* start WORKING DATA *

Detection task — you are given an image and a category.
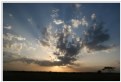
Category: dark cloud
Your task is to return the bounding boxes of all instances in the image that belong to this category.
[3,51,21,63]
[40,13,114,65]
[85,23,112,50]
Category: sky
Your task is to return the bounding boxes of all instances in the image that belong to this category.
[3,3,120,72]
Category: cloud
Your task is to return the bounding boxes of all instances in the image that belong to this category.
[53,19,64,25]
[8,13,13,17]
[3,33,26,41]
[71,19,81,28]
[3,51,21,63]
[51,9,59,18]
[75,3,81,9]
[27,18,33,24]
[81,17,88,27]
[84,23,111,51]
[91,13,96,20]
[4,25,12,30]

* end WORKING DATA *

REQUIRED WORK: Rewrite all the entries above, changing each "bounding boxes" to "enclosing boxes" and leaving everything else as it is. Omit the pictures from your version.

SOLUTION:
Detection task — you are given an image and a category.
Category: dark cloud
Your task is to return the enclosing boxes of all instances in the image that belong to this category.
[3,51,21,63]
[40,13,114,65]
[85,23,112,50]
Category: sky
Your task is to return the enclosing boxes of all instances in the image that belong to this category.
[3,3,120,72]
Category: cloud
Your task is to return the enclosing boxes of all instances in the image that belong to this category.
[53,19,64,25]
[8,13,13,17]
[3,33,26,41]
[71,19,81,28]
[3,51,21,63]
[51,9,59,18]
[75,3,81,9]
[27,18,33,24]
[81,17,88,27]
[84,23,111,51]
[91,13,96,20]
[4,25,12,30]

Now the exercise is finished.